The coronavirus toll on Latinos has not only not changed; it’s worse.
Yet raza in my neighborhood have never stopped setting up bounce houses in their front yards during the days and party tents at night. My cousins still caravanned from Anaheim to Los Angeles to celebrate the championships of both the Dodgers and Lakers. Someone I know, who likes to pose oh-so-glamorously on Instagram with her mask on, nevertheless appeared in a wedding this summer as part of a group of maskless bridesmaids and best men as large as a royal procession.
A pox on acting like a pandejo!
Nothing will improve until we handle them. But what’s the best way to do it?
I favor the approach of Azucena Rasilla, an Oakland-based journalist. By day, she puts out thoughtful stories about coronavirus inequities in the East Bay. At night, she blasts friends on Instagram stories for partying and dining to the point of calling them selfish.
The crusade is personal for her. Her brother contracted COVID-19, and an uncle in Mexico died of the disease.
“You’re supposed to be my friend. You know what I’ve reported, and what has happened to my family,” Rasilla said. “And you’re just like, ‘Eh’!? It’s so baffling. But really, it’s disgusting. It takes people getting sick for folks to get how serious this is. But do you want to get to that point?”

-- -- --

--- Problem ---
According to the column, what happened to Azucena Rasilla's uncle in Mexico? The lines that come next are not needed for this exercise.

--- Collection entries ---

-- -- --

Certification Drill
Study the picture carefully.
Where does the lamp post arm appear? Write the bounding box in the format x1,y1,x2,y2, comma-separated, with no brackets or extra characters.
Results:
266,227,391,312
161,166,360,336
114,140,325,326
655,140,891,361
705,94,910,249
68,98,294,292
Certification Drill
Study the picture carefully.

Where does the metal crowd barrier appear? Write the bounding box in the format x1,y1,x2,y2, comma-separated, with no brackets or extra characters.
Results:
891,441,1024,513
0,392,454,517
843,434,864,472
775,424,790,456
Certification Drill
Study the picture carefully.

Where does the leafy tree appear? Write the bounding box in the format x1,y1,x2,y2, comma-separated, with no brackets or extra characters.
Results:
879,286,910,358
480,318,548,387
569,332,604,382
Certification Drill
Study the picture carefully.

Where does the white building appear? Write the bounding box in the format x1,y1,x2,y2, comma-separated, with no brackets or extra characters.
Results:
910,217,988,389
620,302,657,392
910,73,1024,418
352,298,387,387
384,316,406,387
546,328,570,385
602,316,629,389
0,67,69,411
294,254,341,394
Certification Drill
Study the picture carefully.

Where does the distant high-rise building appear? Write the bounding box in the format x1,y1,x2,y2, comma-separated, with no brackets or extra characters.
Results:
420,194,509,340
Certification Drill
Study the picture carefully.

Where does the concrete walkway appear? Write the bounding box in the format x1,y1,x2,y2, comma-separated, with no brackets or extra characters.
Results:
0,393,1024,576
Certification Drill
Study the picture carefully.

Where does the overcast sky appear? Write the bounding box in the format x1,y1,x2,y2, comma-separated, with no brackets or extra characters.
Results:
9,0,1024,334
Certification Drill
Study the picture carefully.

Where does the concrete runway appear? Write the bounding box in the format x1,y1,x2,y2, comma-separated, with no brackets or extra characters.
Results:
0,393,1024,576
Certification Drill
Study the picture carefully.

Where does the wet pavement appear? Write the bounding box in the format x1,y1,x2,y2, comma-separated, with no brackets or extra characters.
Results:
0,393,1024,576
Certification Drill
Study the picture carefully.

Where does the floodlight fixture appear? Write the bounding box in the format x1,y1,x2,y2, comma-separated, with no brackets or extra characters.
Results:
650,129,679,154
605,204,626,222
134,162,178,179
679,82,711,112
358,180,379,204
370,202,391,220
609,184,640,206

-- -- --

--- Solution for this task ---
He died of COVID-19.